▸ Assignment:
Starting at the line that contains "Where can the white cloud", write out every line through the end of the records below exactly as it appears, and leave out all pictures.

[Dataset entries]

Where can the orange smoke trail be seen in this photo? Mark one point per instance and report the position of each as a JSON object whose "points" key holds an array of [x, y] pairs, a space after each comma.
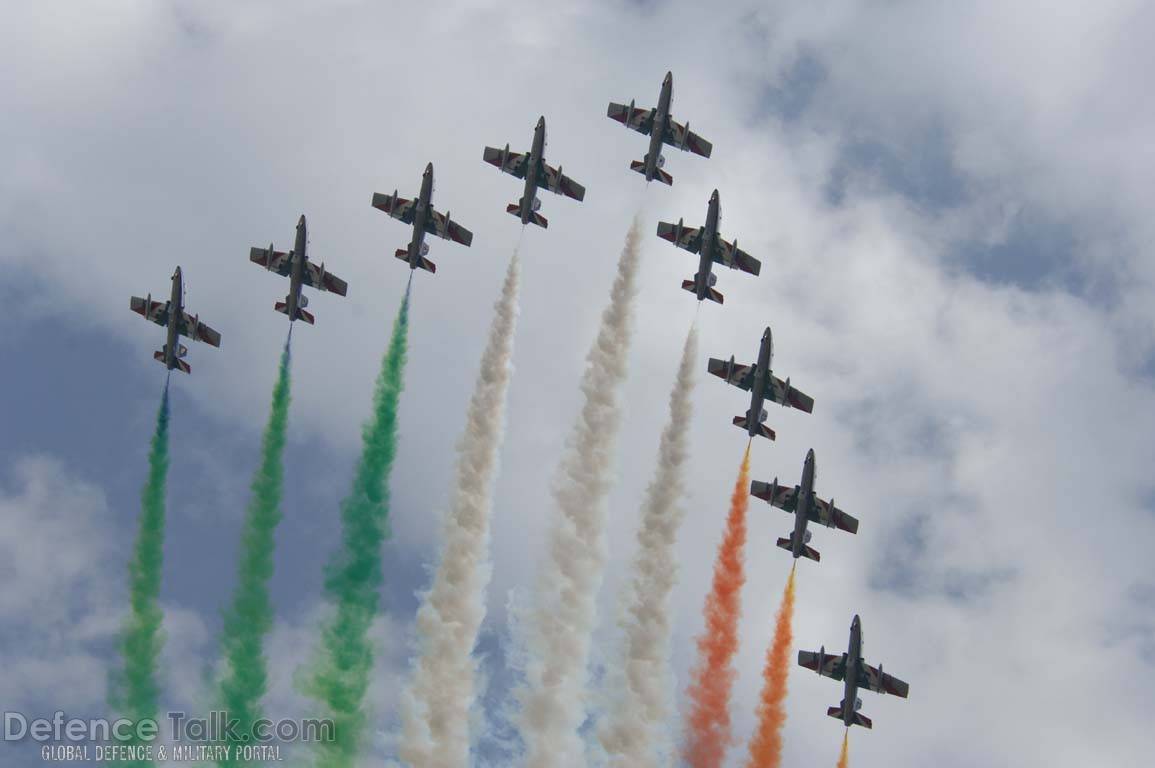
{"points": [[709, 691], [843, 760], [766, 746]]}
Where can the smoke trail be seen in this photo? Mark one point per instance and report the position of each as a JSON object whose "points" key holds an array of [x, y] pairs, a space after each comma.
{"points": [[250, 617], [434, 709], [766, 746], [709, 691], [352, 578], [564, 613], [135, 693], [633, 733]]}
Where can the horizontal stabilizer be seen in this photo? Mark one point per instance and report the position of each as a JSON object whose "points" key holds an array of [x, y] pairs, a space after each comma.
{"points": [[765, 431], [658, 173], [857, 718], [806, 552], [534, 216], [180, 364], [713, 296]]}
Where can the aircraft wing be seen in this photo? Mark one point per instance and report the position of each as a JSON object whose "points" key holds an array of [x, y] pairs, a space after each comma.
{"points": [[792, 397], [442, 226], [833, 517], [739, 375], [832, 665], [198, 330], [396, 207], [154, 311], [638, 118], [737, 259], [514, 162], [783, 496], [691, 236], [273, 260], [323, 281], [879, 681], [558, 183], [683, 138]]}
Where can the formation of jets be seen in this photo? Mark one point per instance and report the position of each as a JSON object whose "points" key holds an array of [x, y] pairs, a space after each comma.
{"points": [[706, 241], [855, 673]]}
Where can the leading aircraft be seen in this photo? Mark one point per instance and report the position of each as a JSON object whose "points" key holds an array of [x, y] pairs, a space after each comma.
{"points": [[172, 314], [661, 128], [537, 173], [806, 507], [712, 248], [420, 214], [762, 386], [857, 673], [300, 271]]}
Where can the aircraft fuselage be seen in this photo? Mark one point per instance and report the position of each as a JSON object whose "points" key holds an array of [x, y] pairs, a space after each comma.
{"points": [[658, 126], [761, 380], [420, 216], [805, 499], [176, 318], [709, 240], [854, 661], [533, 171]]}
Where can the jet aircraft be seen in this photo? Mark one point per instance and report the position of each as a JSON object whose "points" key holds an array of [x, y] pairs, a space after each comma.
{"points": [[420, 214], [857, 673], [537, 173], [806, 507], [300, 271], [172, 314], [708, 244], [762, 386], [661, 128]]}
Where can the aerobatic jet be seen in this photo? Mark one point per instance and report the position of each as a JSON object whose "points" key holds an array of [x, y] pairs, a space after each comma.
{"points": [[172, 314], [537, 173], [762, 386], [300, 271], [708, 244], [806, 507], [657, 124], [420, 214], [857, 673]]}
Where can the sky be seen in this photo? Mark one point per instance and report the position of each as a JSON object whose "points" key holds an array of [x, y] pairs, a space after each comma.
{"points": [[949, 203]]}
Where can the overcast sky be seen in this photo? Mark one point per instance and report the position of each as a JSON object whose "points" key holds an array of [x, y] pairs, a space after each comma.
{"points": [[951, 207]]}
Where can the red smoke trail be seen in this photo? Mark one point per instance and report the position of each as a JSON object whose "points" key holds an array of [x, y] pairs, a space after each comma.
{"points": [[766, 746], [709, 691]]}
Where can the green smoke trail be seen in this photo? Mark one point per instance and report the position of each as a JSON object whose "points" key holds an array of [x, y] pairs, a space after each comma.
{"points": [[250, 618], [352, 578], [136, 692]]}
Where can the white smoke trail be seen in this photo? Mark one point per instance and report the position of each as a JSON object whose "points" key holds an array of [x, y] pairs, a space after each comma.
{"points": [[565, 606], [634, 730], [436, 706]]}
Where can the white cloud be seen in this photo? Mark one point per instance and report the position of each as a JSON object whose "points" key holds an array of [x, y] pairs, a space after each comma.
{"points": [[1008, 422]]}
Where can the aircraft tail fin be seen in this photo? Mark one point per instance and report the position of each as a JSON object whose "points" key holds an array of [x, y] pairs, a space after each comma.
{"points": [[806, 552], [658, 173], [762, 430], [514, 208], [692, 286], [857, 718]]}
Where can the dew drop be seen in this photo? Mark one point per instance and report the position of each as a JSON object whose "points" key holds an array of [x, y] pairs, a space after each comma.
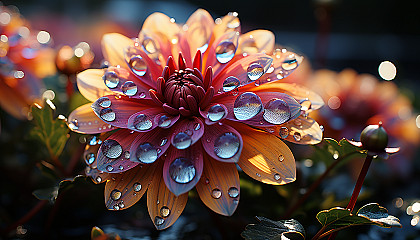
{"points": [[233, 192], [216, 112], [225, 51], [182, 170], [231, 83], [107, 114], [146, 153], [246, 106], [182, 140], [129, 88], [138, 65], [226, 145], [276, 111], [255, 71], [111, 148]]}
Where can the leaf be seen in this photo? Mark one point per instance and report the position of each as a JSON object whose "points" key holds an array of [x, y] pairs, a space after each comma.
{"points": [[53, 133], [268, 229]]}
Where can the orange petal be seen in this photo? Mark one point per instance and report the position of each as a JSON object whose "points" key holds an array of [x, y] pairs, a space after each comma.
{"points": [[164, 207], [265, 158], [91, 85], [219, 186], [257, 41], [84, 120], [113, 45], [124, 190]]}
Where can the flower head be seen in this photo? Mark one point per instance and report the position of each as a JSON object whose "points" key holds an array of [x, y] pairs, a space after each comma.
{"points": [[189, 103]]}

▸ Output:
Where can the white cloud be seen in this photo? Mark one point per instance and report the position of each as a JSON object whose "points" key holds an array of [x, y] pairs, a space after each comma.
{"points": [[1008, 422]]}
Where can the aircraft tail fin be seen in this photo? Mark one point per instance and report the position of each as a JSON object whose "points" key holds an array of [x, y] pairs, a space after each comma.
{"points": [[806, 552], [658, 173], [762, 430], [514, 208], [692, 286], [857, 718]]}
Where can the dew drop be seen in this photo? Mark one point per instance and report the position of each as a JSON object whose "points" key holds an array of [x, y] pairs, a space after each comma.
{"points": [[233, 192], [216, 112], [225, 51], [182, 170], [231, 83], [107, 114], [146, 153], [246, 106], [182, 140], [129, 88], [138, 65], [226, 145], [276, 111], [255, 71], [111, 148]]}
Where can the leaf be seen in this photo? Mark one point per instance and report the position of each as a JSON object whose "points" key holds an array of [x, y] pairs, a space after each comma.
{"points": [[53, 133], [268, 229]]}
Where can the orange petal be seen in this photo? Mark one point per instance and report the position of each as a JSON object whose "points" key holds an array of [x, y] pairs, a space after each comma.
{"points": [[164, 207], [265, 158], [91, 85], [219, 186], [257, 41], [84, 120], [113, 45], [124, 190]]}
Where can the flower head be seen in this photo? Mark one point per instance and report the position of each as a JSON object whose "points" key holds an array of [x, y] pairs, a space after each comma.
{"points": [[189, 103]]}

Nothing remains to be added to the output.